TEXTO PROPORCIONADO ▸
++++++
Recordando el relato de aquel joven y brillante ejecutivo, pensaba en el distinto modo en que reciben las personas el dolor. En cómo a unos les mejora, y a otros, en cambio, les desespera. Y pensaba en la enseñanza que esta persona obtuvo: que hay que comprender mejor a la gente, pues quienes nos rodean son personas que también sufren, y eso siempre es duro; y que hay gente que lo pasa mal —y quizá en parte por culpa nuestra—, y que todo hombre debiera detenerse siempre junto al sufrimiento de otro hombre, y hacer lo posible por remediarlo.
El dolor es una escuela en donde se forman en la misericordia los corazones de los hombres. Una escuela que nos brinda la oportunidad de curarnos un poco de nuestro egoísmo e inclinarnos un poco más hacia los demás. Nos hace ver la vida de una manera especial, nos muestra un perfil más profundo de las cosas.
El dolor nos lleva a reflexionar, a preguntarnos por el sentido que tiene todo lo que sucede a nuestro alrededor. El hombre, al recibir la visita del dolor, vive una prueba dentro de sí: es como un pellizco que detiene el curso normal de su vida, como un parón que le invita a reflexionar. Por eso se ha dicho que toda filosofía y toda reflexión profunda adquiere una especial lucidez en la cercanía del dolor y de la muerte.
El dolor, si se sabe asumir, advierte al hombre del error de las formas de vida superficiales, ayuda al hombre a no alejarse de los demás, a no arrellanarse en su egoísmo. El dolor nos vuelve más comprensivos, más tolerantes, nos va curando de nuestra intransigencia, nos perfecciona. Es, además, una realidad que llega a todo hombre y que por tanto, en cierto sentido —como ha señalado Enrique Rojas—, conduce a una suerte de fraternización universal, ya que iguala a todos por el mismo rasero.
++++++
DATOS A UTILIZAR ▸

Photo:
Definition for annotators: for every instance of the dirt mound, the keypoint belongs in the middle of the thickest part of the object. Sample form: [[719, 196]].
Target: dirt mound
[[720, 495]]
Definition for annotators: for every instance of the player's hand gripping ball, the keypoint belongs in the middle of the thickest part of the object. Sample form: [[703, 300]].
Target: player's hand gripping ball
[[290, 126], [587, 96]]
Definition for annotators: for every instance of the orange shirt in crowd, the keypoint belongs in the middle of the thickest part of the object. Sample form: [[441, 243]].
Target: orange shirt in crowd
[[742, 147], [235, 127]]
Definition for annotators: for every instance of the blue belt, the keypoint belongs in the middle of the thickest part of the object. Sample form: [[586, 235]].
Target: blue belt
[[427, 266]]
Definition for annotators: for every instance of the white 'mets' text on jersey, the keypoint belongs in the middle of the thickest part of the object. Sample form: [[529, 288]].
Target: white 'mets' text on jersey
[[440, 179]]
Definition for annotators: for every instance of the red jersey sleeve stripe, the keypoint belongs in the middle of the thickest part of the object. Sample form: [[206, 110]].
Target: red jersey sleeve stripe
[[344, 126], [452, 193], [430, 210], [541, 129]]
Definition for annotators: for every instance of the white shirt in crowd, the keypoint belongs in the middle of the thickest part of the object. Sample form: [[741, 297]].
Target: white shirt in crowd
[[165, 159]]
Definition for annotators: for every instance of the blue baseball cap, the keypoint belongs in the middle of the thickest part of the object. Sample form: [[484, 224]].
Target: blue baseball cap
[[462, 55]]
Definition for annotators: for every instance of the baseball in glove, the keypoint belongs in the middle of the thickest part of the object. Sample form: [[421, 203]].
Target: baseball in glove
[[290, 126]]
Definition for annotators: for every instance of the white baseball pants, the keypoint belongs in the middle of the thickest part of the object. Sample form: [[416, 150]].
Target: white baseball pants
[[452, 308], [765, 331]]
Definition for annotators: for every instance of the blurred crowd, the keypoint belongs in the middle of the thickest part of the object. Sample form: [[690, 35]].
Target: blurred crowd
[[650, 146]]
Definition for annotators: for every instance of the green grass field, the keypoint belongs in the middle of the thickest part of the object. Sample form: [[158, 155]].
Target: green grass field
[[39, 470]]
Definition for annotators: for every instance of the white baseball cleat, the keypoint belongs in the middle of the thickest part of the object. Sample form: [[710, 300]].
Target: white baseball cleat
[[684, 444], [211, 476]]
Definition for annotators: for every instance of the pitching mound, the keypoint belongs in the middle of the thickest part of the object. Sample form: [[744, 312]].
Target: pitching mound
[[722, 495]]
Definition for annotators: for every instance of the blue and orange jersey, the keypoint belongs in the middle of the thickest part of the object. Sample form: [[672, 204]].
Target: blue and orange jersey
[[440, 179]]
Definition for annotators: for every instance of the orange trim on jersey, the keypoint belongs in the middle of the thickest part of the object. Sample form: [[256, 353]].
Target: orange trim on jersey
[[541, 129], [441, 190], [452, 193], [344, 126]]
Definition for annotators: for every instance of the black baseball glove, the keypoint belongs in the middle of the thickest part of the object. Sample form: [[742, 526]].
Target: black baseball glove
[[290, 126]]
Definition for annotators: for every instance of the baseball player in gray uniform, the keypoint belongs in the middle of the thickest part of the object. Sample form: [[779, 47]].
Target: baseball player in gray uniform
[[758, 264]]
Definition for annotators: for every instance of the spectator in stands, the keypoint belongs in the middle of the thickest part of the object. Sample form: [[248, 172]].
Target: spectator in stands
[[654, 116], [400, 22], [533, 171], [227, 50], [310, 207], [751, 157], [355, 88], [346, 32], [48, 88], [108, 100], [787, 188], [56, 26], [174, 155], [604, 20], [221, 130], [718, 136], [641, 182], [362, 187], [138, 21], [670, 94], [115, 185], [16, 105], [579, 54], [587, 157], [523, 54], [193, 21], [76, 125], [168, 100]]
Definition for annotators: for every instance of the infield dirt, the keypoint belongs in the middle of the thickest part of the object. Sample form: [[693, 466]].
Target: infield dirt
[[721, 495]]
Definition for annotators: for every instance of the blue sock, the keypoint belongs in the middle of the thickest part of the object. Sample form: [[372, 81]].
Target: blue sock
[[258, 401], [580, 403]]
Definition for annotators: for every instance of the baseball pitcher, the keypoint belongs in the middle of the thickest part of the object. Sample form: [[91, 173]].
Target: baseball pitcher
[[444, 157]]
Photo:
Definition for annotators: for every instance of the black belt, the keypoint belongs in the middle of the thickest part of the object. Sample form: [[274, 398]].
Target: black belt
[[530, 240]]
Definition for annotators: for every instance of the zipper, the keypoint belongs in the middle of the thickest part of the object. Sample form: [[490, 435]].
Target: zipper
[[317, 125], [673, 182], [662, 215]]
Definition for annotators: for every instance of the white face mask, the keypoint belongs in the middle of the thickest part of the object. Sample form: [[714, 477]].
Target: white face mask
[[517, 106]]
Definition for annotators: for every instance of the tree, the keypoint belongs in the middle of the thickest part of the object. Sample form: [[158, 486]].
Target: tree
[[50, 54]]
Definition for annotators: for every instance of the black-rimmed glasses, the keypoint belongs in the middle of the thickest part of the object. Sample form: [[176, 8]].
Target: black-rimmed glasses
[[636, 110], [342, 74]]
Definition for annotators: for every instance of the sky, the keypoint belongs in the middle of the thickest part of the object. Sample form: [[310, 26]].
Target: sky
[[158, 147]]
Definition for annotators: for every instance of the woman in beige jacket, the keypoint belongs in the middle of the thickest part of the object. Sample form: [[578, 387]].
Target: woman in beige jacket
++++++
EJERCICIOS POR RESOLVER ▸
1. Devuelve, por favor, el fragmento del texto sobre el dolor que va desde "Recordando el relato" hasta "posible por remediarlo.", copiado sin ningún cambio.
2. Localiza en el listado cada línea que contenga la palabra "zipper" y cópiala tal cual aparece.
El listado no tiene ninguna relación con el texto sobre el dolor.

RESULTADOS POR TAREA ▸
1.
Recordando el relato de aquel joven y brillante ejecutivo, pensaba en el distinto modo en que reciben las personas el dolor. En cómo a unos les mejora, y a otros, en cambio, les desespera. Y pensaba en la enseñanza que esta persona obtuvo: que hay que comprender mejor a la gente, pues quienes nos rodean son personas que también sufren, y eso siempre es duro; y que hay gente que lo pasa mal —y quizá en parte por culpa nuestra—, y que todo hombre debiera detenerse siempre junto al sufrimiento de otro hombre, y hacer lo posible por remediarlo.

2.
Definition for annotators: for every instance of the zipper, the keypoint belongs in the middle of the thickest part of the object. Sample form: [[490, 435]].
Target: zipper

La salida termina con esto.